Dataset entries:
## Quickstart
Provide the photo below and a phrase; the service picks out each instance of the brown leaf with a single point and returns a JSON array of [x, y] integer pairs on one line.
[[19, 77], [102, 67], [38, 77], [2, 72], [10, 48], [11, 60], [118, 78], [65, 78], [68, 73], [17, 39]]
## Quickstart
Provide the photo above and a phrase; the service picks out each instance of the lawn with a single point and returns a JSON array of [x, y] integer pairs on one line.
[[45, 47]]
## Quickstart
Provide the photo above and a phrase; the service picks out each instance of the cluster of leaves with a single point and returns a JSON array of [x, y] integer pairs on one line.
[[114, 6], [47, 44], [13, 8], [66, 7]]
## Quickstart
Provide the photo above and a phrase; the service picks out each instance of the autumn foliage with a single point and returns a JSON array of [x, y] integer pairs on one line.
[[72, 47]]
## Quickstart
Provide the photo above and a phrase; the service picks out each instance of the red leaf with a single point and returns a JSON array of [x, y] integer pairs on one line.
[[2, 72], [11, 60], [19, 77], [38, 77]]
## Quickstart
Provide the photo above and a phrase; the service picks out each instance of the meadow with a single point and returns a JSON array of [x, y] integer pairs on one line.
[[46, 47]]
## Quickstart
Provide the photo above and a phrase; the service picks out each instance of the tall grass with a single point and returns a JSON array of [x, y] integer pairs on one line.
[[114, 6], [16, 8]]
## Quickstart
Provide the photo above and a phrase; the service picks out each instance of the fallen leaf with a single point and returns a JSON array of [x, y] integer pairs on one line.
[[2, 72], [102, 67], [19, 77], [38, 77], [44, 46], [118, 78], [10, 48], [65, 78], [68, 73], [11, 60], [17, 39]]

Prompt: All of the data above should be written out again word for word.

Result:
## Quickstart
Provide the photo below and a phrase; the service picks out each instance of the brown leaf with a single point and returns a JSON array of [x, y] integer pairs on one line.
[[19, 77], [102, 67], [38, 77], [2, 72], [10, 48], [11, 60], [118, 78], [65, 78], [68, 73], [17, 39]]
## Quickstart
Provide the photo above and a phrase; the service picks out each instance of the lawn with a single point and returns a JSON array of [x, y] integer pairs on one line.
[[45, 47]]
## Quickstart
Provide the photo above and a phrase; the service picks out each instance of the cluster of leaves with a single point and returns a JSON array of [x, y] integer pairs on one line.
[[114, 6], [47, 44], [13, 8], [66, 7]]
## Quickstart
Provide the photo above and a phrase; the service picks out each instance of the autumn foliage with a single point and returns a JSON array of [x, y] integer pairs on one line.
[[72, 47]]
## Quickstart
Provide the photo above and a phrase; the service picks out each instance of the red leaf with a single point and returns a JSON array of [x, y] integer pairs on one line.
[[2, 72], [11, 60], [19, 77], [38, 77]]
## Quickstart
Provide the photo above and a phrase; the service picks out each instance of the meadow with a single point and returns a JSON array of [x, y] integer pairs on one line.
[[46, 47]]
## Quickstart
Provide the photo above and a phrase; the service picks out each instance of the tall grass with a single point and returns a JSON array of [x, y] integer pairs on one line.
[[114, 6], [16, 8]]
## Quickstart
Provide the photo above and a phrase; the service picks out each instance of the fallen leaf with a single point and returns a JSON array of [x, y] integer pairs on one line.
[[2, 72], [102, 67], [19, 77], [38, 77], [44, 46], [118, 78], [10, 48], [65, 78], [68, 73], [11, 60], [17, 39]]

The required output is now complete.